#### WORK INSTRUCTIONS:
Can you locate every line in the items below that contains the word "wooden" and copy each one? Case counts.

Rows from a dataset:
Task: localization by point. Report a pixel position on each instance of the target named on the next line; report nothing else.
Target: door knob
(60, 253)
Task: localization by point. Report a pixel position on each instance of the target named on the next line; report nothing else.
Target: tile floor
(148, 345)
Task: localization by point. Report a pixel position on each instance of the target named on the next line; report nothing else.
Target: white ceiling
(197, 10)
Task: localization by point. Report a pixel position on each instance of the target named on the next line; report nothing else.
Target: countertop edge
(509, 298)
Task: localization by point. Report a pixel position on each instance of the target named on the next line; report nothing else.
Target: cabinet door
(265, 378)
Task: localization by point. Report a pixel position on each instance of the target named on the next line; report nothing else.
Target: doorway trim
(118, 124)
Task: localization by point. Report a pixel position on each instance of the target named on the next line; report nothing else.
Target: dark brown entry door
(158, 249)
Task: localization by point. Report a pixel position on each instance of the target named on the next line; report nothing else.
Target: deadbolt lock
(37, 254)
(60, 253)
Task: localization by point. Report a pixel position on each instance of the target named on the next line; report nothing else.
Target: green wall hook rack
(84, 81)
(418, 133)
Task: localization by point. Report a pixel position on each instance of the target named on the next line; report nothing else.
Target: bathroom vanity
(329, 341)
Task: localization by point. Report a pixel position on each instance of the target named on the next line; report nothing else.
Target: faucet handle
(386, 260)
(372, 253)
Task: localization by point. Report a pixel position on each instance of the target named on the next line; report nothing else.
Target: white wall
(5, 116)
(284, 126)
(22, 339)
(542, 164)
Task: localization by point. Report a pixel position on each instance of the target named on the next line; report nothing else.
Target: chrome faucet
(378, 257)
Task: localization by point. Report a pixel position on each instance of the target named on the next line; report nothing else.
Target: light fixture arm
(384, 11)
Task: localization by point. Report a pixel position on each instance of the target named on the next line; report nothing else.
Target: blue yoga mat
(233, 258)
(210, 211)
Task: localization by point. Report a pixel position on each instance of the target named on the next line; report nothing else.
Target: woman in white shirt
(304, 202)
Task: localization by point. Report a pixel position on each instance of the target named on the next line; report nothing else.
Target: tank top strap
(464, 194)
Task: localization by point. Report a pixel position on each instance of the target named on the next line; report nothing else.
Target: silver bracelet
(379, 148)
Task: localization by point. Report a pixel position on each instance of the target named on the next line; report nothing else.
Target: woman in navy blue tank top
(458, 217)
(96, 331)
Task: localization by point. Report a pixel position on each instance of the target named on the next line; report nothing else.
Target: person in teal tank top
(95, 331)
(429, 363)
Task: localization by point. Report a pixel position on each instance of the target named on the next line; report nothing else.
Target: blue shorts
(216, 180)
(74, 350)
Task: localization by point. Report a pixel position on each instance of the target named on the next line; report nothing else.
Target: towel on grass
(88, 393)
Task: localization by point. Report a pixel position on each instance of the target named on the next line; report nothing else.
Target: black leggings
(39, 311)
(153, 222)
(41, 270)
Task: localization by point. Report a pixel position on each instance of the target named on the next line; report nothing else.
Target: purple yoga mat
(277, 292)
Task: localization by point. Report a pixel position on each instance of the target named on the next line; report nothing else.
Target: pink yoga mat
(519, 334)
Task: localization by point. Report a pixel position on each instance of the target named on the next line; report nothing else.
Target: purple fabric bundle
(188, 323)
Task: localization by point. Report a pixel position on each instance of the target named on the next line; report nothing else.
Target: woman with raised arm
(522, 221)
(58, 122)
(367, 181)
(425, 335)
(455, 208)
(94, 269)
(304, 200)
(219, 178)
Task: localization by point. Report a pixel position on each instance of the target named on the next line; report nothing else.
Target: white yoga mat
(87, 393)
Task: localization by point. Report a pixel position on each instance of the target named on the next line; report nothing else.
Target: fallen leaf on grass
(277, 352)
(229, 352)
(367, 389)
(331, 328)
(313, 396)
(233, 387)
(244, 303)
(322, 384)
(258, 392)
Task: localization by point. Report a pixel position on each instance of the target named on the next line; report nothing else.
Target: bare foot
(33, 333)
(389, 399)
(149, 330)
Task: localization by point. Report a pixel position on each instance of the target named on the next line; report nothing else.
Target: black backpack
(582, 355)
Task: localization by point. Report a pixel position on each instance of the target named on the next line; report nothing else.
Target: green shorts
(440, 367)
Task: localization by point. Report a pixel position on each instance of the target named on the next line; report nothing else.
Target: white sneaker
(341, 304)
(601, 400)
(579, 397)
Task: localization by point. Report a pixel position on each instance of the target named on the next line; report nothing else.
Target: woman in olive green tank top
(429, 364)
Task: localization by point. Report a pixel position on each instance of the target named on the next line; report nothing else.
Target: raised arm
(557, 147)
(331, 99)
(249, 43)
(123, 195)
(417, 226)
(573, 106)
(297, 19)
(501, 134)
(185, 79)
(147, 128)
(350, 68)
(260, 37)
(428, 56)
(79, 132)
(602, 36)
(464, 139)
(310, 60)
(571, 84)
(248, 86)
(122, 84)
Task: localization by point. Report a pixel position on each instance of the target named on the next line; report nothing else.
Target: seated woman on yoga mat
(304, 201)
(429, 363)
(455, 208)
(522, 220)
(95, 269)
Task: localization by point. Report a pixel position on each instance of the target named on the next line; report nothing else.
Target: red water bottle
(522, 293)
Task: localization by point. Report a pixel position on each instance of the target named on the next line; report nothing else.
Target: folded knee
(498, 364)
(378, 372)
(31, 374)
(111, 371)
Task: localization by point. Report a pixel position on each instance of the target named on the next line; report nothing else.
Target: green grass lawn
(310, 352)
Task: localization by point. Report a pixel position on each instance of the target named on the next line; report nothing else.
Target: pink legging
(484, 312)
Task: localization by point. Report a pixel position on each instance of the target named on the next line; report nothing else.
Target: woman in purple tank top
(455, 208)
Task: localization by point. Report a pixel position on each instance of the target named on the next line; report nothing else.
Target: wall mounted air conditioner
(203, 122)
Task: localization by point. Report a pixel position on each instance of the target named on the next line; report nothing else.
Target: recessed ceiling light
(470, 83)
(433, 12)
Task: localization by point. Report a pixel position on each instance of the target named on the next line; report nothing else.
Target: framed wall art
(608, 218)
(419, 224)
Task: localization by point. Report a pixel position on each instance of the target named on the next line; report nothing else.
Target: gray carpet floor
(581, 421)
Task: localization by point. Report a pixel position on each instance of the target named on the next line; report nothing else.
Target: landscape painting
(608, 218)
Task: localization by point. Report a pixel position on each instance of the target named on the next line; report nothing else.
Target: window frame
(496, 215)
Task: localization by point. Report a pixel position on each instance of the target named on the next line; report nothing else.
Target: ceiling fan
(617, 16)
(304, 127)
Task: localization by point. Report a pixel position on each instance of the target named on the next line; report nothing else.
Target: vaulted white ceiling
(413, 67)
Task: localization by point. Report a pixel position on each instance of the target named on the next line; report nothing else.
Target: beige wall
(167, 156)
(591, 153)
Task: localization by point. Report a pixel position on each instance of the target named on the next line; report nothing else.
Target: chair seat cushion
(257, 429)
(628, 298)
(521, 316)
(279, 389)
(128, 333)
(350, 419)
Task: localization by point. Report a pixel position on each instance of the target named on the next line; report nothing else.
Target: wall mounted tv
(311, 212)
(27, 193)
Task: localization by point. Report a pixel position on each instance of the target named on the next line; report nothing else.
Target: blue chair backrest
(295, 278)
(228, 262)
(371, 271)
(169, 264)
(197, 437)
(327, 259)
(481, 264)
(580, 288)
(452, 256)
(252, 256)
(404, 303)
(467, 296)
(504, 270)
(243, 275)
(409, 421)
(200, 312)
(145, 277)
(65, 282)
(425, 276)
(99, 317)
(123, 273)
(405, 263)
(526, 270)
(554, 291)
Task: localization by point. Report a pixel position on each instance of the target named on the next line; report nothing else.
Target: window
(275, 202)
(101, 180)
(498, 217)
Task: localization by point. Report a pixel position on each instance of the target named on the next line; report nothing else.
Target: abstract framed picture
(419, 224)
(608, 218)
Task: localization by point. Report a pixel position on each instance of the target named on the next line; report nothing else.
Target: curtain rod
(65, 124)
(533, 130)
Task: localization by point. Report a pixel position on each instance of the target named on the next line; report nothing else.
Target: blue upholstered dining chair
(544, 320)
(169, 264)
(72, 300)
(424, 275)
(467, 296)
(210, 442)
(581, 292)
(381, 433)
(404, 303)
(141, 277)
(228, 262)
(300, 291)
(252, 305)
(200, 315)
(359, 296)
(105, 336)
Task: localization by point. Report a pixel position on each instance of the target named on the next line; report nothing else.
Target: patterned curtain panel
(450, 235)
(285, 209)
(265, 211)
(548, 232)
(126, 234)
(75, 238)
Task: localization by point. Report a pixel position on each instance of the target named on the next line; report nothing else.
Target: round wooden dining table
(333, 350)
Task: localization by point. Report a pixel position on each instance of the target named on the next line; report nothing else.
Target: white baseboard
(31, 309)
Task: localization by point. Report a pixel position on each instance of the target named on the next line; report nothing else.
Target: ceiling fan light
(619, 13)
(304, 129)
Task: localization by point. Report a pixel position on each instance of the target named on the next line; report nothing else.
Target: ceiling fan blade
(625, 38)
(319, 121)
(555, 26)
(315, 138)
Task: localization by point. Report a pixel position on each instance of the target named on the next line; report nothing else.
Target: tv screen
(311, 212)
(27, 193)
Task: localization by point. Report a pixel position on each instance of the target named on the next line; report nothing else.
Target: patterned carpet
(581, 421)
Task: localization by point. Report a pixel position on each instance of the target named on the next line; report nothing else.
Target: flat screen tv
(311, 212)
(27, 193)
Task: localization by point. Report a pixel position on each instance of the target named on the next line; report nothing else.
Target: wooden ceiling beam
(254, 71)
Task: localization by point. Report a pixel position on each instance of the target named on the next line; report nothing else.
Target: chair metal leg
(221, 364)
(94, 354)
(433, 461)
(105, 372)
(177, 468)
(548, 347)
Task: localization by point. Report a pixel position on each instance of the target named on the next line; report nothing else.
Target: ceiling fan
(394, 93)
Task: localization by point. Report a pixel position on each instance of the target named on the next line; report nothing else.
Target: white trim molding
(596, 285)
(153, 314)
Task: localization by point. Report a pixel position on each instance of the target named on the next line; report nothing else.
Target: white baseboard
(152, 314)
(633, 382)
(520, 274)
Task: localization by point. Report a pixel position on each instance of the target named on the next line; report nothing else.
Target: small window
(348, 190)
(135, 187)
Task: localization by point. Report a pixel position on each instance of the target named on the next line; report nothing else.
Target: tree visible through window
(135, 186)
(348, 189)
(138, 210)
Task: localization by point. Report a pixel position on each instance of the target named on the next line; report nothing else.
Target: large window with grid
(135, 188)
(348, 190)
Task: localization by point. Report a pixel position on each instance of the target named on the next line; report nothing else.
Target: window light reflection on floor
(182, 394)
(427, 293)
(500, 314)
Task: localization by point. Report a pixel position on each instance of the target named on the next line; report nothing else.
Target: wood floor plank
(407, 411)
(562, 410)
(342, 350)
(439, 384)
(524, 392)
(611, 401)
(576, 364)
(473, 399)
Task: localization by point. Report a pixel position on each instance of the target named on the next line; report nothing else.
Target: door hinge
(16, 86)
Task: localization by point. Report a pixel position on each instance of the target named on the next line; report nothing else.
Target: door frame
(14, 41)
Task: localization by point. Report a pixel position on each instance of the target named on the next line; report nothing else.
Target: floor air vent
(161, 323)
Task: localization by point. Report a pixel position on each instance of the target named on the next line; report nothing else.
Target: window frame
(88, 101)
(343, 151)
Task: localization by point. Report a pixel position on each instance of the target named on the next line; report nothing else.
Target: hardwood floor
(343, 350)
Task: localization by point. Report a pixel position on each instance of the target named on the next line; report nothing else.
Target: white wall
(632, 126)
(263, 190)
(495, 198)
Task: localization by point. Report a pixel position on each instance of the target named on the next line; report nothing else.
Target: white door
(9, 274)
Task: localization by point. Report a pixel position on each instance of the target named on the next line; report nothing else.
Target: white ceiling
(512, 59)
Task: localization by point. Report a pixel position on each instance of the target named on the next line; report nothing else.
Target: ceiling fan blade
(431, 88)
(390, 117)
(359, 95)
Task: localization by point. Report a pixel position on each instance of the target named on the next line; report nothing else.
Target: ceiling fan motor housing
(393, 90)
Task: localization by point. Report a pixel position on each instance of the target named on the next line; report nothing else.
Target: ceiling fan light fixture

#### RESPONSE TO THE TASK:
Target: round wooden dining table
Target: wooden ceiling beam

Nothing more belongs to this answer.